Write out all the data below exactly.
** Opening Given data block **
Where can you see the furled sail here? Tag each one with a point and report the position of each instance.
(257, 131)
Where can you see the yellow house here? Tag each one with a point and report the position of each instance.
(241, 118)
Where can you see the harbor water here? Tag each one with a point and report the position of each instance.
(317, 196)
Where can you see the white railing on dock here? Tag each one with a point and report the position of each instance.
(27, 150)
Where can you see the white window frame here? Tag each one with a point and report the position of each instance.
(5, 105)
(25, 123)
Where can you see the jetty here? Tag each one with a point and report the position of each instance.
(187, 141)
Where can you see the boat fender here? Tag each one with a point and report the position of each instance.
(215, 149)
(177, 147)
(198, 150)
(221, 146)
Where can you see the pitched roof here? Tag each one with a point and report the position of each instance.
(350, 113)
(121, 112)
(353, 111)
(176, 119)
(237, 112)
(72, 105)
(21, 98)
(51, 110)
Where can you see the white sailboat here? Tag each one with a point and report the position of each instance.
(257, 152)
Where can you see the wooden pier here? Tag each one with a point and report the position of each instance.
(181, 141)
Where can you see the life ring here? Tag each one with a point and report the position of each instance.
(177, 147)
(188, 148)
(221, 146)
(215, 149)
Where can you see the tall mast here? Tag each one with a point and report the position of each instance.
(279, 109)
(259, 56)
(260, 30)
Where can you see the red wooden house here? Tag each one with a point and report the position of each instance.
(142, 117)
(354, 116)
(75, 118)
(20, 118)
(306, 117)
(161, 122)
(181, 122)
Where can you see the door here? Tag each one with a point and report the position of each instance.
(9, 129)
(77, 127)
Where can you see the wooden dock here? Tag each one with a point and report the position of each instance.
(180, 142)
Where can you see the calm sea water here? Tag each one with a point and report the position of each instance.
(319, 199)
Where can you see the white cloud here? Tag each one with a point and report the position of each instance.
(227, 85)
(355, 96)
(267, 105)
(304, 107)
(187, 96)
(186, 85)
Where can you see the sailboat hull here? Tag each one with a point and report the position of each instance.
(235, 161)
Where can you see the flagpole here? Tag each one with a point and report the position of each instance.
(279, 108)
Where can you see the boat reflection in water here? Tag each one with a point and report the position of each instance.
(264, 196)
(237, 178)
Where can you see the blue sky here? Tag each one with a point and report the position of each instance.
** Closing Given data block **
> Exercise result:
Where can you see the furled sail here? Tag each one with a point and report the position of each instance.
(257, 131)
Where can you see the yellow house here? Tag each one with a point and report the position of each instance.
(241, 118)
Where can you see the harbor water here? Tag each one with a point and report the position of each instance.
(317, 196)
Where can you see the white railing on dock here? Tag each one with a point and report the position of each instance.
(27, 150)
Where can you see the white window frame here? Tag each one with a point and report the position of each instance.
(5, 105)
(25, 123)
Where can you see the jetty here? Tag each one with a point and report the position of each instance.
(187, 141)
Where can you see the boat fender here? Tag each one with a point and report the position of each instance.
(215, 149)
(177, 147)
(198, 150)
(221, 146)
Where can you see the pitched roof here? Tag each one with a point and report the position of each instance.
(350, 113)
(121, 112)
(353, 111)
(176, 119)
(237, 112)
(72, 105)
(21, 98)
(51, 110)
Where can you see the white sailboat here? Tag each one with a point and report the position of each instance.
(257, 152)
Where can you see the wooden pier here? Tag each one with a point and report the position of each instance.
(181, 141)
Where can you see the life ring here? Tag each one with a point and report the position of each instance.
(177, 147)
(188, 148)
(221, 146)
(215, 149)
Where can you see the tall mast here? Tag each one with a point and report the position of each instance.
(279, 109)
(259, 56)
(260, 30)
Where can you see the red wooden house here? Tag each one with a point and report the position of each instance.
(142, 117)
(354, 116)
(75, 118)
(20, 118)
(306, 117)
(161, 122)
(181, 122)
Where can you see the door here? Tag each one with a point and report the position of each instance.
(9, 129)
(77, 127)
Where can you see the wooden dock here? Tag each one with a point and report the position of each instance.
(180, 142)
Where can you see the calm sea water here? Tag each one with a point and report the position of each instance.
(319, 199)
Where can you see the white cloud here? Tag each one with a point and report the position of each instance.
(227, 85)
(355, 96)
(267, 105)
(304, 107)
(187, 96)
(186, 85)
Where can you see the sailboat hull here? Tag each one with a point and report the position of each instance.
(235, 161)
Where can you see the flagpole here? Tag each one with a point and report the position of each instance.
(279, 108)
Where can you see the boat reflection in water here? Tag each one with a point and report the position of each instance.
(264, 196)
(237, 178)
Where can you see the blue sky here? Tag each one with a point and report the position of each instance.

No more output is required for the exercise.